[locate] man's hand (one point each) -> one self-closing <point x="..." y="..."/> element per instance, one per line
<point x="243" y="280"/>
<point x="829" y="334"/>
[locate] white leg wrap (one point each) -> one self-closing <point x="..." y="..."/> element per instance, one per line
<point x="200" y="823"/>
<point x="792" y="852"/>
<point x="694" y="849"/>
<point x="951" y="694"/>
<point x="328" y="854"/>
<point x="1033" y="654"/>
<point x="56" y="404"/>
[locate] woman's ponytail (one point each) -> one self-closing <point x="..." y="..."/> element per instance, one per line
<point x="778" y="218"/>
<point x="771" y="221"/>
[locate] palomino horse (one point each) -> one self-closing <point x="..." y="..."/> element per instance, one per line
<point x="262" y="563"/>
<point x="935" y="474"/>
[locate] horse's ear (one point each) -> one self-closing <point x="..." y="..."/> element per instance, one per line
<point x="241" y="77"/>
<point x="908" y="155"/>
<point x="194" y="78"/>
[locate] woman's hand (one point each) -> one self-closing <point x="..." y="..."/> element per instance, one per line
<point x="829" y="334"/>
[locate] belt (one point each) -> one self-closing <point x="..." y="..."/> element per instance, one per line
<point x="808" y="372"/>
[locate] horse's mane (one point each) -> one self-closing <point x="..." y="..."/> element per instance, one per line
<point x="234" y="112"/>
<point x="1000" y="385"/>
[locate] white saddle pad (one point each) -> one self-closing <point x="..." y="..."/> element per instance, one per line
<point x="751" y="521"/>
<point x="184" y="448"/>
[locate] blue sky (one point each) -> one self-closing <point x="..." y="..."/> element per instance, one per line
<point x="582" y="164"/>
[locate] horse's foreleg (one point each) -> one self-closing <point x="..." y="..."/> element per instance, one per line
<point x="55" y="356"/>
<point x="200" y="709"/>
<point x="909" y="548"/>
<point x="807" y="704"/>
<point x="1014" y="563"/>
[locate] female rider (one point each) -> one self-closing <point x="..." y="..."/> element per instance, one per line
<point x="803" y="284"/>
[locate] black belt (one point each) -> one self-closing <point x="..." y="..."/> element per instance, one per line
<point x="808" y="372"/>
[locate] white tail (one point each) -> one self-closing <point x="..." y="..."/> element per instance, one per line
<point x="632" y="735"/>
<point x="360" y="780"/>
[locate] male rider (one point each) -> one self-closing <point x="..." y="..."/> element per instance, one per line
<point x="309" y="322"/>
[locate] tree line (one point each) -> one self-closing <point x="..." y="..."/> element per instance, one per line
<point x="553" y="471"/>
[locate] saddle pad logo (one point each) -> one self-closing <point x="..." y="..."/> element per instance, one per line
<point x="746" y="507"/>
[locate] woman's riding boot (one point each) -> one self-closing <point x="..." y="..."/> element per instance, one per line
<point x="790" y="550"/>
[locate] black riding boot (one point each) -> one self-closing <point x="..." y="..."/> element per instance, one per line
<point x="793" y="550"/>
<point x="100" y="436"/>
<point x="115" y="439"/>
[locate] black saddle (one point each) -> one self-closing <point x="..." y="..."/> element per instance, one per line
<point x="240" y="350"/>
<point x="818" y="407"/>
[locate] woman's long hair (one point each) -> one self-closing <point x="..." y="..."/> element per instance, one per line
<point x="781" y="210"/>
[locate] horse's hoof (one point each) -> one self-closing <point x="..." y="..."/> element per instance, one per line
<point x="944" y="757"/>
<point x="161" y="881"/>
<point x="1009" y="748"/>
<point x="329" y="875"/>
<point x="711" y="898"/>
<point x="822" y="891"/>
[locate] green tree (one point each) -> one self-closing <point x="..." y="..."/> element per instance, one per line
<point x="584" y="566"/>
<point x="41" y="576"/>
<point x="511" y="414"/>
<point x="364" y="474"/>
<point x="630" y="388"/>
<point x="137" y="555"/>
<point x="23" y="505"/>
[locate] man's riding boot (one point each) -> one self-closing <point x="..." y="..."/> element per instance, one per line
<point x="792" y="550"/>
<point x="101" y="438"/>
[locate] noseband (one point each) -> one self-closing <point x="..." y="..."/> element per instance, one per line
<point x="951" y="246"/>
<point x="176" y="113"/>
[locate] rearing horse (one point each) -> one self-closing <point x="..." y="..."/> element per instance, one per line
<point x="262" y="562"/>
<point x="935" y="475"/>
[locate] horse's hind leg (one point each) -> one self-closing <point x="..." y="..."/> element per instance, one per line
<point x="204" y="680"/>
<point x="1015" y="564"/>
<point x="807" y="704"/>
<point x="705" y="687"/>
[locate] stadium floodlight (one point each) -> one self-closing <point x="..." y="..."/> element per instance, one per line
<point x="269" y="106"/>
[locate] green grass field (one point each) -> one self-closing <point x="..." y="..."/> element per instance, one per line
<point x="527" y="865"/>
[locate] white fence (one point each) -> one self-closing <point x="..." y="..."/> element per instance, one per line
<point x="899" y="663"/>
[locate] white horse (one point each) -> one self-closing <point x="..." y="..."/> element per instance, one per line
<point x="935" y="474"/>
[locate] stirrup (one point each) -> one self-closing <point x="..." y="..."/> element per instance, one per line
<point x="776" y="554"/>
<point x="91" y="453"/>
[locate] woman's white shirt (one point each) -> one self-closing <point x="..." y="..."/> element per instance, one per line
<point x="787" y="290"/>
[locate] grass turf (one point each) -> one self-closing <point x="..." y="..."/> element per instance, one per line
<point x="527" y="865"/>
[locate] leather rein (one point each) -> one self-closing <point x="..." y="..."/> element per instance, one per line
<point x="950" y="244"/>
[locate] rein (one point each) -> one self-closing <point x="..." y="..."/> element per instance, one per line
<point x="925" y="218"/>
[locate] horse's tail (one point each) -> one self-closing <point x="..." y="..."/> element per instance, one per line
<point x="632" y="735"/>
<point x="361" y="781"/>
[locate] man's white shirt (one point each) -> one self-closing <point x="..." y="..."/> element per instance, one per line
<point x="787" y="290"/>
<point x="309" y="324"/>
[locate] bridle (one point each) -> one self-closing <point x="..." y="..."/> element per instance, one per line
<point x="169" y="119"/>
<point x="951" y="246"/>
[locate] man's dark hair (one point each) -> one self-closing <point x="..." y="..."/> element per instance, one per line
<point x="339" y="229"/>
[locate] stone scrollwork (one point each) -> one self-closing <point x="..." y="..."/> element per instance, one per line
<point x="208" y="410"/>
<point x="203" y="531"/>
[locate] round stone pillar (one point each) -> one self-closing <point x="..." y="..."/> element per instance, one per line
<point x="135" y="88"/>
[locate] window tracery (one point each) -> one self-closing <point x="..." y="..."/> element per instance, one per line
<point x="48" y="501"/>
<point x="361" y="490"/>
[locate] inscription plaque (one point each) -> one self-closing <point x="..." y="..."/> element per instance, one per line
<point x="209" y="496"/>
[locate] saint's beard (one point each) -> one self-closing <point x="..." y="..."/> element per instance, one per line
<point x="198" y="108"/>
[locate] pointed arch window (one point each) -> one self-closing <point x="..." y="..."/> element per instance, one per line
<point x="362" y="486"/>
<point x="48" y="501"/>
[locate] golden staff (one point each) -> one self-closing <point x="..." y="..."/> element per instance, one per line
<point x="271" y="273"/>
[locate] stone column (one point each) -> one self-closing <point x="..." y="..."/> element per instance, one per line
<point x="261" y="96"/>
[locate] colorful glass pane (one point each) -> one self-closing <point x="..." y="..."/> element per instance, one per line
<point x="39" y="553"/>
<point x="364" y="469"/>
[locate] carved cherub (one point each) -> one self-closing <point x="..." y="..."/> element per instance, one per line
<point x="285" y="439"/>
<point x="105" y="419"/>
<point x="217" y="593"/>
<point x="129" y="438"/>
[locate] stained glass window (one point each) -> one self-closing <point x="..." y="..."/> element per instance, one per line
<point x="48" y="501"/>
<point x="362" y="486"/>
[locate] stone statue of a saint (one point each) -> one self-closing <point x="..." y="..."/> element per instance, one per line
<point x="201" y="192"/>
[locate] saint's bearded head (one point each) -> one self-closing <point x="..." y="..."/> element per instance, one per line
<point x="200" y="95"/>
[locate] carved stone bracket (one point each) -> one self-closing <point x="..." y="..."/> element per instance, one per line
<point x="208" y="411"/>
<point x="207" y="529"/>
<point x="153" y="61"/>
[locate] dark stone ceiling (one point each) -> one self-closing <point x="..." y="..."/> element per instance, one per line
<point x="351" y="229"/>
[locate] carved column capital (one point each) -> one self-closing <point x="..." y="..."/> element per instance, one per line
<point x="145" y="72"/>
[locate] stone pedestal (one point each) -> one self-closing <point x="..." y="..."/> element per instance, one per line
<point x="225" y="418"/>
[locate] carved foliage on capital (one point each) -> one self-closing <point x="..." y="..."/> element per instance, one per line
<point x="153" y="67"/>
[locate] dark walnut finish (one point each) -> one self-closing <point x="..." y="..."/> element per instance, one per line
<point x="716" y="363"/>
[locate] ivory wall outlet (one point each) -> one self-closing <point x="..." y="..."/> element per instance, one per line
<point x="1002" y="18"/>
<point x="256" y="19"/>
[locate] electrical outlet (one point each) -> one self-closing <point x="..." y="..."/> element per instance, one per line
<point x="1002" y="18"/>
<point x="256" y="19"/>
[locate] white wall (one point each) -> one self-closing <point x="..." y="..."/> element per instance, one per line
---
• _Written exercise_
Find the line containing "[locate] stone statue" in the material above. Print it and every line after it through the end, exactly and only those.

• _Written answer_
[locate] stone statue of a saint (one point each) -> one self-closing <point x="..." y="..."/> element per instance, one per line
<point x="201" y="192"/>
[locate] saint's bearded head (one point each) -> one self-closing <point x="..." y="..."/> element per instance, one per line
<point x="200" y="95"/>
[locate] carved stone bracket (one point each) -> one self-closing <point x="..." y="..."/> element per instance, one per line
<point x="208" y="411"/>
<point x="207" y="529"/>
<point x="153" y="61"/>
[locate] dark stone ceiling (one point each) -> one self-closing <point x="..." y="..."/> element per instance, one per line
<point x="351" y="229"/>
[locate] carved column capital (one point each) -> one self-closing <point x="..." y="..."/> element per instance, one per line
<point x="145" y="72"/>
[locate] stone pedestal (one point each) -> one self-closing <point x="..." y="..."/> element per instance, one per line
<point x="225" y="418"/>
[locate] carved foliage on capital (one point each) -> one self-closing <point x="..." y="..."/> element per instance, one per line
<point x="153" y="67"/>
[locate] dark walnut finish (one point each) -> one self-closing <point x="..." y="..."/> element per instance, one per line
<point x="716" y="363"/>
[locate] ivory wall outlet (one point each) -> one self-closing <point x="..." y="..."/> element per instance, one per line
<point x="1002" y="18"/>
<point x="256" y="19"/>
[locate] electrical outlet (one point each) -> one self-closing <point x="..." y="..."/> element per instance, one per line
<point x="1002" y="18"/>
<point x="256" y="19"/>
[locate] white wall (one point each) -> one self-closing <point x="..." y="..."/> element per instance, one per line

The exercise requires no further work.